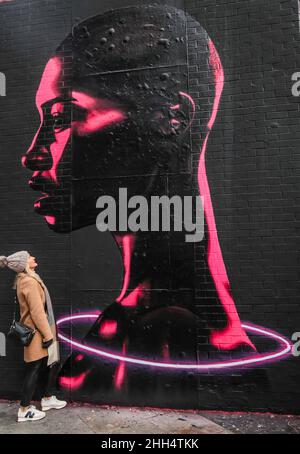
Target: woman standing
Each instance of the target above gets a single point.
(42, 355)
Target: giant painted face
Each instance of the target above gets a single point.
(105, 134)
(118, 115)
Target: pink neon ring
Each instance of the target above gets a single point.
(283, 352)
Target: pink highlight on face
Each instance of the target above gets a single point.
(165, 351)
(233, 335)
(126, 243)
(216, 65)
(138, 294)
(79, 358)
(108, 329)
(120, 371)
(73, 383)
(48, 90)
(50, 219)
(100, 113)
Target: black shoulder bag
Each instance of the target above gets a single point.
(20, 331)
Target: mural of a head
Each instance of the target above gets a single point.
(114, 103)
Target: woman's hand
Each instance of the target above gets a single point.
(46, 344)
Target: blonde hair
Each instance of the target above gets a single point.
(28, 271)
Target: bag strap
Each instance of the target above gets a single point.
(16, 305)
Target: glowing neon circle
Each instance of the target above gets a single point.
(284, 350)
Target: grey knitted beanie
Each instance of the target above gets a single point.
(16, 262)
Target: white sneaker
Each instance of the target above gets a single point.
(32, 414)
(48, 404)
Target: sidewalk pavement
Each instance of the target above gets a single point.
(87, 419)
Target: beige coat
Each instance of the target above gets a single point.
(32, 302)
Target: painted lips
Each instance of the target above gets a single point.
(45, 205)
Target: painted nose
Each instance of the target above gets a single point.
(37, 159)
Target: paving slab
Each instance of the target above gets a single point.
(86, 419)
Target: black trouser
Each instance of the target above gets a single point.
(38, 371)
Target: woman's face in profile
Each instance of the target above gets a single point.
(75, 119)
(108, 137)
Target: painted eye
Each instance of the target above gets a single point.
(58, 123)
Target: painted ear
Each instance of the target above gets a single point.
(177, 117)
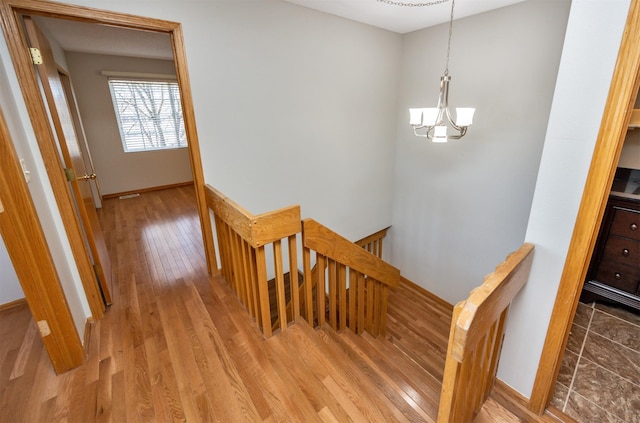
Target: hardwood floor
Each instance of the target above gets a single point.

------------------------------------------------------------

Reproduce all of the records above line for line without any changes, and leave the pictures out of your copy.

Target: woman standing
Each instance of the target above gets a single point.
(42, 355)
Target: giant painted face
Each instance of the target above gets a single point.
(105, 134)
(118, 115)
Target: pink neon ring
Each instance of the target above gets a single point.
(283, 352)
Target: pink highlight on face
Each instance of the target above gets a single point.
(165, 351)
(233, 335)
(126, 243)
(216, 65)
(138, 294)
(79, 358)
(108, 329)
(120, 371)
(73, 383)
(48, 90)
(50, 219)
(100, 113)
Target: black shoulder bag
Each instance of the target above gets a single point.
(20, 331)
Target: mural of a head
Each instance of the target above gets a single point.
(114, 103)
Target: woman's hand
Each instance of the target above gets a single point.
(46, 344)
Target: blonde hair
Each instance of the target above gets a single point.
(28, 271)
Target: bag strap
Each instance of the target above gets a single point.
(16, 305)
Target: glowing neon circle
Each instance of the target above gets a single point.
(284, 350)
Target: grey knitted beanie
Each instance of the target above gets a single point.
(16, 262)
Target: white sneaker
Each instance of the target above gets a single point.
(32, 414)
(48, 404)
Target: sidewalk pavement
Each instance of the target above gets a single point.
(87, 419)
Target: beige coat
Each instance of the target above gets a single point.
(32, 302)
Target: painted lips
Each instance of the target above gets a single point.
(45, 205)
Target: painted nose
Each instance of the target above gets a single point.
(37, 159)
Target: paving slab
Each instance of the target above gets a single point.
(86, 419)
Target: black trouser
Each instance of the target above gets a single point.
(38, 371)
Target: woman's face in profile
Each instance of the target above gets a single point.
(75, 119)
(108, 137)
Target: painted eye
Each instance of the target above gets a single point.
(58, 123)
Target: painted ear
Each instance of the target above gets a single point.
(177, 117)
Target: hardwood floor
Each instance of the target above gets a single point.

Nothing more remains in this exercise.